[WHAT THE TASK ASKS] Reproduce every one of the following records verbatim, line for line.

** Begin SUPPLIED ENTRIES **

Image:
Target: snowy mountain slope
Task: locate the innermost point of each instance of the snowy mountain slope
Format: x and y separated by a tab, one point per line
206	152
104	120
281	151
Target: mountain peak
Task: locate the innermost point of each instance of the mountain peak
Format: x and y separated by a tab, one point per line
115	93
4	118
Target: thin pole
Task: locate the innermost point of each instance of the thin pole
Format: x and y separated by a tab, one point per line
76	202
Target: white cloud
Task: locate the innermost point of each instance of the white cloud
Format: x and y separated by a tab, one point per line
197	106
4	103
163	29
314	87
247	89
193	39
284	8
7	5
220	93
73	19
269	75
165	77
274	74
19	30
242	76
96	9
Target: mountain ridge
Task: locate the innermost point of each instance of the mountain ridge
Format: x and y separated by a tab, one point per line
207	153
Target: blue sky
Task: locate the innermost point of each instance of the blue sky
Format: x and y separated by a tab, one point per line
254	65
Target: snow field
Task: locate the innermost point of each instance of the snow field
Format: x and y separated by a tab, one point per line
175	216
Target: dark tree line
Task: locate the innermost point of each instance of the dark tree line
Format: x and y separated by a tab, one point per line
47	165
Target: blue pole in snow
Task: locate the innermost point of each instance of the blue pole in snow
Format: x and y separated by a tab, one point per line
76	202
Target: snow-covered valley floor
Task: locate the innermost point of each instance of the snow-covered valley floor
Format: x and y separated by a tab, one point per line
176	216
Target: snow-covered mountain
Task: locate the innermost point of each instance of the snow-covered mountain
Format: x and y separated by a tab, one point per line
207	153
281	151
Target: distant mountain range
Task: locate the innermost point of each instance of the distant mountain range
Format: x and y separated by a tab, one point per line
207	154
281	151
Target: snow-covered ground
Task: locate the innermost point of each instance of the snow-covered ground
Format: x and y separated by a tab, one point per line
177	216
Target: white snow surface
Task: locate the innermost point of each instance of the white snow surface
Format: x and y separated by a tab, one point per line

** End SUPPLIED ENTRIES **

[REPLY]
Image:
Target: snowy mountain slope
Task: locate the innermost point of each instance of the snowy mountain slope
Format: x and y separated by a tab, one point per line
206	152
104	120
281	151
Target: mountain peak
Task: locate the innermost point of each instance of the mountain peak
Format: x and y separated by a tab, one point per line
115	93
4	118
Target: thin pole
Task: locate the innermost point of each instance of the thin pole
Format: x and y separated by a tab, one point per line
76	202
Target: white cloud
Task: locate the innermost point of each instance of the white cloud
Format: x and y separated by a tab, one point per line
197	106
4	103
163	29
314	87
247	89
193	39
284	8
7	5
220	93
73	19
269	75
165	77
274	74
19	30
242	76
96	9
Target: mountain ridge
Task: locate the innermost point of each instance of the mountain ridge
Format: x and y separated by a tab, one point per line
207	153
Target: blue sky
Task: locate the innermost point of each instance of the blue sky
Format: x and y separated by a tab, one point per line
254	65
Target: snow field
Task: locate the innermost point of each instance of the snow field
Format: x and y separated by a tab, one point per line
175	216
Target: dark tree line
Task: locate the innermost point of each instance of the dark tree line
Format: x and y separated by a tab, one point per line
47	165
Target: blue pole in snow
Task: locate the innermost point of each instance of the blue pole in snow
Format: x and y separated by a tab, one point per line
76	202
Target: snow-covered valley floor
Task: locate the innermost point of each instance of the snow-covered valley floor
Format: x and y separated by a tab, one point per line
176	216
Target: snow-covered mountain
Task: locate the innermost point of each instance of the snow-covered mountain
Format: x and y separated by a tab, one point per line
207	153
281	151
Target: distant mountain range
Task: locate the innermost point of each instance of the distant mountain range
Format: x and y separated by a tab, one point per line
207	154
281	151
Target: snow-covered ground
Task: locate the innermost point of each instance of the snow-covered ground
Format: x and y separated by a tab, one point per line
177	216
Target: white snow surface
Task: locate the innermost point of each instance of the white snow surface
Format: x and y separated by a tab, one point per line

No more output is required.